▶ Questions to answer
- a) Retype the portion of the article about the $1-a-gram marijuana sale from "Justice Grown Pennsylvania" to "to $15 a gram.".
- b) Extend the article about the $1-a-gram marijuana sale, starting right after its last sentence.

▶ Document extract
Weed hadn't been that cheap since 1979.

And for putting it on sale at the rock-bottom price of $1 gram, a medical marijuana dispensary in Pennsylvania earned a sharp rebuke from the state Department of Health.

Justice Grown Pennsylvania operates dispensaries in the northeastern part of the state.

Last week, at its Edwardsville shop, right over the bridge from Wilkes-Barre, the chain celebrated its first sales of  marijuana "flower" by offering two strains at $1 a gram. They were the only store in the state to offer it at that price point.

Patients, who learned about the almost-too-good-to-be-true deal through Facebook, lined up early at a coal-country strip mall last Wednesday for their shot at super-cheap samples of Lemon Sweet Skunk and Cherry Diesel. Each patient was limited to two grams. Usually those strains, produced by the grower Terrapin Pennsylvania, sell for $10 to $15 a gram.

▶ Recorded data
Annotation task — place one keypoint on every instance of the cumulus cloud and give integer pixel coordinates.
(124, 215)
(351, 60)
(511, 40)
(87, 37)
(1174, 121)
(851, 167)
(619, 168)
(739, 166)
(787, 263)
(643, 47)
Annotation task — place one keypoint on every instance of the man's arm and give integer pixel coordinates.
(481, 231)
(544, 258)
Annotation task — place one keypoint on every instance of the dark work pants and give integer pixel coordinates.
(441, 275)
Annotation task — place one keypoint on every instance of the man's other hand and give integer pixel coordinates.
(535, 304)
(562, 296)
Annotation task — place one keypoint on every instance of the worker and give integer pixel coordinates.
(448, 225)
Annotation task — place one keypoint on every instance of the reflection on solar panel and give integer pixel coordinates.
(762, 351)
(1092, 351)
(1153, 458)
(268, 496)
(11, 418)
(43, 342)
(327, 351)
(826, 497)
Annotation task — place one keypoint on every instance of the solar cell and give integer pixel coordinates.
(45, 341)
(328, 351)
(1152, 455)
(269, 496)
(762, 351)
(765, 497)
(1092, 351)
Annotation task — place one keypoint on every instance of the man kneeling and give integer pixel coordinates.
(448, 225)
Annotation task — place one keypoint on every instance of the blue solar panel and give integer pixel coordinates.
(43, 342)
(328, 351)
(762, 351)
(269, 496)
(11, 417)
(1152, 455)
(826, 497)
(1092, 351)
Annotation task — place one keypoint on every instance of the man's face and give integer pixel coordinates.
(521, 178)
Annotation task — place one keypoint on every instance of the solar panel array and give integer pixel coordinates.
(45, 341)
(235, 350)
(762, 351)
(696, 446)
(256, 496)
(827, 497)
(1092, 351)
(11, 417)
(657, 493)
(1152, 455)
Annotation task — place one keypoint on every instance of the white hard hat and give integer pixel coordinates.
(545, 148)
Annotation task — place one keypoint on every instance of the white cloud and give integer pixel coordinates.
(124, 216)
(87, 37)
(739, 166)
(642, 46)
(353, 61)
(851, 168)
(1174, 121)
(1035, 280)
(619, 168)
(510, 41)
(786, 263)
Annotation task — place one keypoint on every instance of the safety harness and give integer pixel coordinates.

▶ Expected responses
- a)
Justice Grown Pennsylvania operates dispensaries in the northeastern part of the state.

Last week, at its Edwardsville shop, right over the bridge from Wilkes-Barre, the chain celebrated its first sales of  marijuana "flower" by offering two strains at $1 a gram. They were the only store in the state to offer it at that price point.

Patients, who learned about the almost-too-good-to-be-true deal through Facebook, lined up early at a coal-country strip mall last Wednesday for their shot at super-cheap samples of Lemon Sweet Skunk and Cherry Diesel. Each patient was limited to two grams. Usually those strains, produced by the grower Terrapin Pennsylvania, sell for $10 to $15 a gram.

- b)
One problem: The state forbids promotions or discounts on cannabis. The state does allow dispensaries to offer "special rates" for veterans and seniors at the discretion of the shop owners.  But coupons and other marketing stunts are verboten.

"It's in the law," said Department of Health spokeswoman April Hutcheson. "The law prohibits discounts. You can't run a promotional sale on medical marijuana. We let them know that they were in violation."

Hutcheson said the department contacted Justice Grown the day before the sale, warning that it was "not an acceptable activity."

Yet 134 patients were able to scoop up bargain-basement priced "dry leaf" — the state's term for plant material —  before Justice Grown exhausted the inventory.

Was it legal?

"It was completely compliant," said Justice Grown Pennsylvania's CEO, Abbe Kruger. "It didn't even fit the definition of a discount because it had never been priced before. We just priced it that low."

That's one way to work around the law.

The store sold 268 grams of "popcorn bud," the smaller but no-less potent flowers of the cannabis strains, for a buck each.

"It was the first day we had flower," Kruger said. "Some dispensaries had parties, but this was our way of celebrating. I think it was our way of giving a gift to our patients."

Hutcheson said the Department of Health just wanted "to make sure they don't knowingly violate any parts of the regulations."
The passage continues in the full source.